> [Aim]: Please give each line of the rows below as one string in a JSON list, leaving out blank lines.

□ □ □

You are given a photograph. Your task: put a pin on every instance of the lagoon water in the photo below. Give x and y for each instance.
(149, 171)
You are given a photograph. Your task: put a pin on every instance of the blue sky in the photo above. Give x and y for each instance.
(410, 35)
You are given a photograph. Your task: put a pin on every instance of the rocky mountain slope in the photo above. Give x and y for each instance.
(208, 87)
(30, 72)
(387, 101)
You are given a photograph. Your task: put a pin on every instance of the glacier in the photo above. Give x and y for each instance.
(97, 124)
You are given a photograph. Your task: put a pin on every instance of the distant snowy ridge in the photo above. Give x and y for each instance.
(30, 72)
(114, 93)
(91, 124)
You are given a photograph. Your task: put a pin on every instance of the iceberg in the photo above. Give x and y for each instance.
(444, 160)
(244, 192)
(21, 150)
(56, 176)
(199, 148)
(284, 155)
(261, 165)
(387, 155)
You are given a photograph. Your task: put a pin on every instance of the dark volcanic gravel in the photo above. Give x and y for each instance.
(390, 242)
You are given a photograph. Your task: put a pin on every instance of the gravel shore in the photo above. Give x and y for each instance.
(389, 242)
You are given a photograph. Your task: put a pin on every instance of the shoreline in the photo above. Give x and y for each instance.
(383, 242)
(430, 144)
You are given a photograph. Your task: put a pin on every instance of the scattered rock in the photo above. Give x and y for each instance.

□ □ □

> [Task response]:
[
  "You are given a photograph. Your task: put a pin on every instance of the lagoon water in the photo below. Give x and y for each instance.",
  "(149, 171)",
  "You are given a photograph. Your task: put a pin on every instance of the blue sky in the photo above. Give x and y for each instance.",
  "(410, 35)",
  "You are given a photograph. Your task: put a pin on every instance of the rocky mountain slope in the photo above. Give x and y for each instance.",
  "(208, 87)",
  "(30, 72)",
  "(387, 101)",
  "You are given a photograph. Your task: put a pin on every instance of the glacier in the photo above. Give x and y for each instance.",
  "(97, 124)",
  "You are given a photograph. Your task: put a pin on every instance of the distant snowy ridge in the photo above. Give x and y for each instance.",
  "(30, 72)",
  "(114, 93)",
  "(91, 124)",
  "You are given a photograph. Your task: put a pin on every instance of the iceberg in the photo above. Give x and y for each instance.",
  "(444, 160)",
  "(244, 192)",
  "(21, 150)",
  "(56, 176)",
  "(199, 148)",
  "(284, 155)",
  "(261, 165)",
  "(387, 155)",
  "You are given a photograph. Your task: put a pin on every instance of the dark volcanic gravel in the photo above. Give x and y for each instance.",
  "(390, 242)",
  "You are given a photograph. Your task: put a pin on every instance of the gravel shore in the photo above. Give x and y for each instance.",
  "(389, 242)",
  "You are given a photograph. Your task: put a pin on every instance of the shoreline in the photo above. Give x and y for each instance.",
  "(383, 242)",
  "(430, 144)",
  "You are given a photograph. Your task: put a pin on every instance of the scattered rock in the photo above. Give x and y for each instance."
]